[Source records]
• • • • • • •

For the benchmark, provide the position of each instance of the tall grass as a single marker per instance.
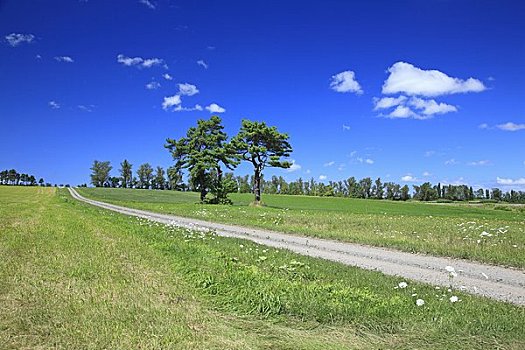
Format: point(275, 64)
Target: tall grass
point(437, 229)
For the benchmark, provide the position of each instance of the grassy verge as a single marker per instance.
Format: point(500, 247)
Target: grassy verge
point(483, 233)
point(74, 276)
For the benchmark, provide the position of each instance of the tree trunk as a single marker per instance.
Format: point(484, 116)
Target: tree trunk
point(257, 186)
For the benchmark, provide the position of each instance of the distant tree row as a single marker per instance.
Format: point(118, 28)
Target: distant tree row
point(13, 177)
point(146, 177)
point(203, 152)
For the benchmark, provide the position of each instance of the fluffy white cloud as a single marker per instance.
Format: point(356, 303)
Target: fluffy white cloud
point(403, 112)
point(153, 85)
point(67, 59)
point(293, 167)
point(188, 89)
point(171, 101)
point(86, 108)
point(179, 108)
point(215, 108)
point(408, 79)
point(479, 163)
point(408, 178)
point(202, 64)
point(388, 102)
point(430, 107)
point(510, 182)
point(139, 61)
point(510, 126)
point(345, 82)
point(148, 3)
point(15, 39)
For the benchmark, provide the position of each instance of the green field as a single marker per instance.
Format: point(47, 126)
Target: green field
point(79, 277)
point(490, 233)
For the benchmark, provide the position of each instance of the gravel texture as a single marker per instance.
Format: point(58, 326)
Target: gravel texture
point(506, 284)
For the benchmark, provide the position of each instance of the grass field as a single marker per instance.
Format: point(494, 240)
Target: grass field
point(490, 233)
point(75, 276)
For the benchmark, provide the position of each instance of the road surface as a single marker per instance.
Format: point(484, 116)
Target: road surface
point(495, 282)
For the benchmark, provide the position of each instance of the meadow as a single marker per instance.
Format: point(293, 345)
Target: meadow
point(489, 233)
point(76, 276)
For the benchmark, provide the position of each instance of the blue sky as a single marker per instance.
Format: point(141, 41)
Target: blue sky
point(409, 91)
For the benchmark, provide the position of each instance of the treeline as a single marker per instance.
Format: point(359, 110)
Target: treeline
point(146, 177)
point(14, 178)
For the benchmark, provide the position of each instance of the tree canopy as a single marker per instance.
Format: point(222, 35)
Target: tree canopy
point(202, 152)
point(262, 146)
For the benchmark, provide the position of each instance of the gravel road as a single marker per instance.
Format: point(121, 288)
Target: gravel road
point(495, 282)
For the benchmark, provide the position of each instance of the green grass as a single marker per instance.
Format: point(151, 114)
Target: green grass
point(75, 276)
point(453, 230)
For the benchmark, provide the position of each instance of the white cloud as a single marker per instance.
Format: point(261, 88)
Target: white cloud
point(171, 101)
point(293, 167)
point(345, 82)
point(388, 102)
point(408, 79)
point(479, 163)
point(188, 89)
point(202, 64)
point(150, 62)
point(86, 108)
point(179, 108)
point(67, 59)
point(149, 4)
point(139, 61)
point(510, 126)
point(430, 107)
point(408, 178)
point(15, 39)
point(215, 108)
point(153, 85)
point(510, 182)
point(402, 112)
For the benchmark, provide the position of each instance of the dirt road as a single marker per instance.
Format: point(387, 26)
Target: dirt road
point(491, 281)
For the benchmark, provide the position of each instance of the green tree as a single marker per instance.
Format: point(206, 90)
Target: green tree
point(126, 173)
point(100, 173)
point(160, 179)
point(201, 152)
point(145, 174)
point(174, 178)
point(262, 146)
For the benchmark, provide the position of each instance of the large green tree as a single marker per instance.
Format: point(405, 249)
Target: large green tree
point(262, 146)
point(100, 173)
point(202, 152)
point(126, 173)
point(145, 174)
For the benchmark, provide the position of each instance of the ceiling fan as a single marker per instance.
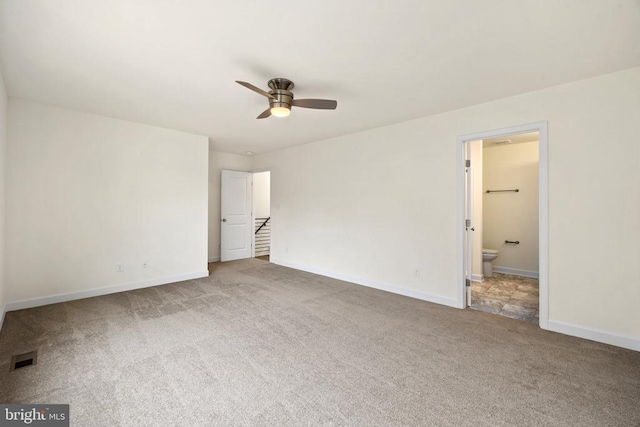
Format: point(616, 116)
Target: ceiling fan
point(281, 99)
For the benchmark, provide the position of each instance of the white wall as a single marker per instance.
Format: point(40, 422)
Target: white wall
point(3, 164)
point(217, 162)
point(377, 205)
point(512, 216)
point(86, 192)
point(261, 195)
point(476, 170)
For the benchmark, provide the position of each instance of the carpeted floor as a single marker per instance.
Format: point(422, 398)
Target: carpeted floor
point(260, 344)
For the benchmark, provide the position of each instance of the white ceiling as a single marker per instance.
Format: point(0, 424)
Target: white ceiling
point(173, 63)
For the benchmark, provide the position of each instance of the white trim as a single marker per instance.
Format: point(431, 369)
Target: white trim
point(451, 302)
point(4, 311)
point(516, 272)
point(543, 213)
point(53, 299)
point(632, 343)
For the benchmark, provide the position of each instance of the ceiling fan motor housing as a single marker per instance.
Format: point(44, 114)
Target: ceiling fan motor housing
point(281, 90)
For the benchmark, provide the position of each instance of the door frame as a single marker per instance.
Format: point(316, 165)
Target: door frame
point(253, 214)
point(543, 210)
point(223, 214)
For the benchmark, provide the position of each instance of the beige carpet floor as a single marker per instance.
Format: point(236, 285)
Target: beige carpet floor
point(260, 344)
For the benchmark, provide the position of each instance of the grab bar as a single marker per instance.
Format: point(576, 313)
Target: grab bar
point(502, 191)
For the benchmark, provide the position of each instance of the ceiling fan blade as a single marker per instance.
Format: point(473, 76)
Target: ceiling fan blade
point(321, 104)
point(266, 113)
point(256, 89)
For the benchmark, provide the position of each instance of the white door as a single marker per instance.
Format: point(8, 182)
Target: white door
point(469, 228)
point(236, 230)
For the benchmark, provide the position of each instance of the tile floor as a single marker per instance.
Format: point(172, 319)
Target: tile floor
point(507, 295)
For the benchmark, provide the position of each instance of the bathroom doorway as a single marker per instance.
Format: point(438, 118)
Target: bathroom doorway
point(504, 245)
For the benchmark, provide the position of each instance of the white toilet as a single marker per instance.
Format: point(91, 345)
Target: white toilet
point(488, 255)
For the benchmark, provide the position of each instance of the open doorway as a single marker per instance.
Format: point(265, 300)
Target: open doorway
point(505, 223)
point(262, 215)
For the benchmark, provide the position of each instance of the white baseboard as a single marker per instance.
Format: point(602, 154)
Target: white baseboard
point(632, 343)
point(516, 272)
point(53, 299)
point(451, 302)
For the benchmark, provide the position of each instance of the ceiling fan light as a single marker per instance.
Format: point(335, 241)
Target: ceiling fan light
point(280, 111)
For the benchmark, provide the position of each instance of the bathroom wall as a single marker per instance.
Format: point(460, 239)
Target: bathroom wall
point(510, 215)
point(476, 170)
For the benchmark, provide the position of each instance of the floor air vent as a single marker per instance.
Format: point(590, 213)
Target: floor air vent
point(23, 360)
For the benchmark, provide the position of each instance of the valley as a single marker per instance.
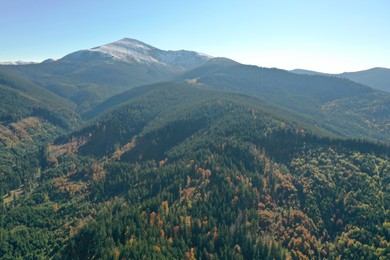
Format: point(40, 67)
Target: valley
point(127, 151)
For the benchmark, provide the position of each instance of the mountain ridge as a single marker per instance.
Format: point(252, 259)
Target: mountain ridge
point(377, 77)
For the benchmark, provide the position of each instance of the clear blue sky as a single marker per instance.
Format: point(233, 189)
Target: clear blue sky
point(328, 36)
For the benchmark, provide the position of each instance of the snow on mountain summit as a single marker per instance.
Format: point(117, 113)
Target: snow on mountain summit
point(130, 50)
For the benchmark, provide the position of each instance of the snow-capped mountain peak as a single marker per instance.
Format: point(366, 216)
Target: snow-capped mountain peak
point(130, 51)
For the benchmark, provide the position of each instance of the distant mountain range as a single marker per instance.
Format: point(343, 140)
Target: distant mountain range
point(378, 78)
point(96, 79)
point(126, 151)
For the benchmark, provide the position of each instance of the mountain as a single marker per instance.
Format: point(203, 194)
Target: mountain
point(377, 78)
point(337, 105)
point(184, 171)
point(89, 76)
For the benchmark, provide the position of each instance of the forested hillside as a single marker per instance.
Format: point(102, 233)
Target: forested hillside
point(338, 105)
point(182, 171)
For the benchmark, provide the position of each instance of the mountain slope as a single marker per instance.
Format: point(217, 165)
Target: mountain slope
point(181, 171)
point(378, 78)
point(309, 95)
point(86, 77)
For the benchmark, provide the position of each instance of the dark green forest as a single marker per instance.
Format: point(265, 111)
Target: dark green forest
point(178, 171)
point(185, 156)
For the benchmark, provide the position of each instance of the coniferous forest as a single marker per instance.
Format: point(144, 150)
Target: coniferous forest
point(184, 169)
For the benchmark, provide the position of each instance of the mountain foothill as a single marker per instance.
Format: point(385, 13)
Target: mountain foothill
point(127, 151)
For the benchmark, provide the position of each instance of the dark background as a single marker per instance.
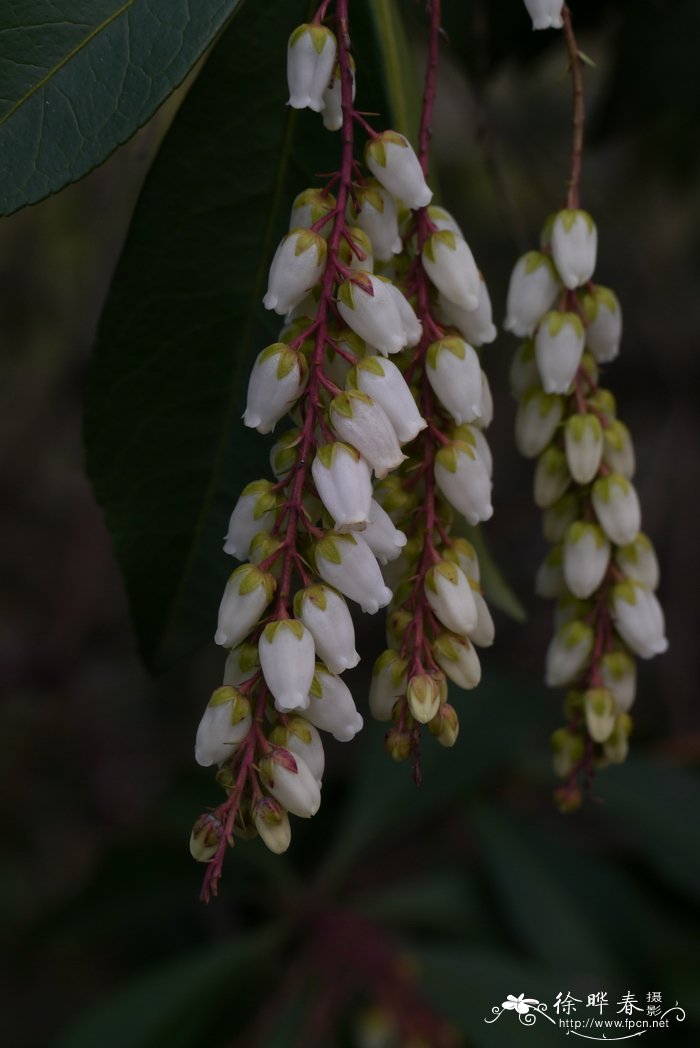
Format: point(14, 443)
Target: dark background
point(474, 886)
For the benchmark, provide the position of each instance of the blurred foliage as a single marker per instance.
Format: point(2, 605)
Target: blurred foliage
point(438, 900)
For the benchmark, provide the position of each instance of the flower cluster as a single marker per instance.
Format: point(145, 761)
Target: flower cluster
point(351, 281)
point(600, 569)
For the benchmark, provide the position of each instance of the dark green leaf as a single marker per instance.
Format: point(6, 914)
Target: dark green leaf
point(79, 77)
point(167, 453)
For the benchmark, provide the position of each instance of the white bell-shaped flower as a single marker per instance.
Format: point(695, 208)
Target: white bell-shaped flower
point(347, 563)
point(545, 14)
point(537, 420)
point(287, 658)
point(389, 683)
point(638, 561)
point(600, 713)
point(376, 215)
point(583, 438)
point(253, 512)
point(551, 478)
point(277, 380)
point(605, 324)
point(568, 653)
point(638, 618)
point(358, 420)
point(381, 379)
point(297, 266)
point(559, 346)
point(574, 242)
point(225, 723)
point(457, 657)
point(384, 539)
point(618, 673)
point(452, 269)
point(247, 593)
point(368, 305)
point(391, 158)
point(310, 60)
point(326, 616)
point(454, 372)
point(464, 481)
point(271, 822)
point(618, 449)
point(476, 325)
point(451, 596)
point(291, 782)
point(344, 483)
point(331, 706)
point(586, 558)
point(616, 505)
point(531, 291)
point(309, 208)
point(332, 99)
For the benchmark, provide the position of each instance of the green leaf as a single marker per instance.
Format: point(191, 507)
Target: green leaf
point(166, 450)
point(79, 77)
point(179, 1004)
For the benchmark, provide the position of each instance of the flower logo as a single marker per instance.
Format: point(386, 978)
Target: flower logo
point(520, 1004)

• • • • • • •

Stated goal:
Copy out, word for word, the lines running from the start of the records through the line that contains "point(203, 152)", including that line. Omit the pictures.

Completed task:
For the benchmark, provide the position of each instance of the tall grass as a single marker per instance.
Format: point(275, 64)
Target: tall grass
point(437, 229)
For the benchmark, provide the position of each instance of the grassy verge as a single marker per instance.
Format: point(500, 247)
Target: grassy verge
point(483, 233)
point(74, 276)
For the benchmark, provide the position of each instance of the tree trunk as a single marker per instance.
Format: point(484, 116)
Target: tree trunk
point(257, 186)
For the benchmark, provide the position of each instance of the distant tree row as a single marker per instance.
Format: point(118, 28)
Target: distant tree row
point(13, 177)
point(146, 177)
point(203, 152)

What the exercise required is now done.